▶ **Page text**:
## begin

The 2011-12 college football season has been full of so many twists and turns that it hasn’t lent itself to a straightforward Heisman race.
With gigantic upsets almost every week, a player’s Heisman stock can rise or fall with great rapidity. So much of a voter’s decision has to do with overall team performance that even with only a handful of games left, the race is still too close to call. There are just too many questions yet to be answered.
Andrew Luck seemed to have the trophy well in hand, but a devastating loss at home to Oregon changed all that.
Brandon Weeden arguably took his pole position, but what if the Cowboys lose to rival Oklahoma?
Is David Wilson secretly the best back in college football?
And by the way, why aren’t we talking about Case Keenum as a serious contender?
These are pressing questions that need answering. What follows is not only an attempt to do so, but also to show why this year's Heisman race is still anyone's to win.
Stanford QB Andrew Luck had a miserable game against Oregon, suffering not only a 53-30 loss, but also a probable elimination from BCS title game consideration.
While he did throw three touchdowns to keep the game close for a while, his three turnovers ultimately did the Cardinal in. Despite completing 27-of-41 for 256 passing yards, Luck was largely contained by a fast, physical Duck defense that sacked him three times.
Despite the stunner against Oregon, Luck still is projected to be the top pick in next year's NFL draft as the best QB prospect in the nation. Luck still leads the Pac-12 in efficiency and has a strong argument for the conference's player of the year.
Still, with a bad game now tarnishing his credentials, Luck’s Heisman campaign took a hit. If the Cardinal now fail to make it to a BCS bowl game, his national exposure will continue to slide, costing him valuable east coast votes.
Luck was the front-runner, but now that he’s proven mortal, the race is now without a clear leader. Some put Oklahoma State’s Brandon Weeden ahead of him, but is that fair?
To say that Brandon Weeden has overtaken Andrew Luck in Heisman voting would be premature, as ESPN’s Expert’s Poll lists the Oklahoma State QB third behind Luck and Alabama’s Trent Richardson.
But if you look at the stats, it’s arguable that Weeden is having the better season.
Currently, Luck has passed for 2680 yards, 29 touchdowns and only seven interceptions while completing 70.6 percent of his passes. On the other hand, Weeden has thrown for 3635 yards, 31 touchdowns and nine interceptions while completing 73.1 of his passes.
Surprisingly, Luck has the better QB rating, slightly edging Weeden 168.6 to 164.2. He’s also shown better legs than the Cowboys' starter, rushing for 134 yards and a pair of touchdowns. Weeden, by virtue of numerous sacks, currently sits at -95 rushing yards.
Still, Weeden beats Luck in the most important stat: wins.
Oklahoma State is undefeated and on track for the national title game if they win out. Their 66-6 blowout of Texas Tech, the same Red Raider side that humbled rival Oklahoma, was impressive to say the least.
While you could make a compelling case for wither Weeden or Luck, neither man has distinguished himself from the Heisman pack.
While he lost some Heisman momentum in a close 9-6 loss to top-ranked LSU, there’s no doubting Trent Richardson’s quality at running back for Alabama. He’s still very much in the race, and would likely be the candidate SEC voters would push for the award.

## end

▶ **Data section**:
## begin

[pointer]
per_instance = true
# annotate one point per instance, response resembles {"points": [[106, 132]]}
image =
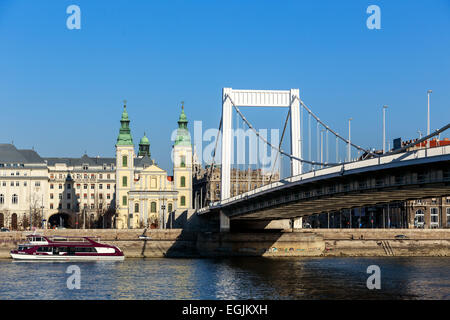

## end

▶ **Stated goal**: Decide whether each statement agrees with the Heisman race article. Answer yes or no and quote the deciding words. (a) Andrew Luck has a higher QB rating than Brandon Weeden. (b) ESPN's Expert's Poll ranks Weeden ahead of Luck. (c) Oklahoma State beat Texas Tech by a score of 66-6.

▶ **Solution to this problem**:
(a) Yes: "Luck has the better QB rating, slightly edging Weeden 168.6 to 164.2."
(b) No: "ESPN’s Expert’s Poll lists the Oklahoma State QB third behind Luck and Alabama’s Trent Richardson."
(c) Yes: "Their 66-6 blowout of Texas Tech"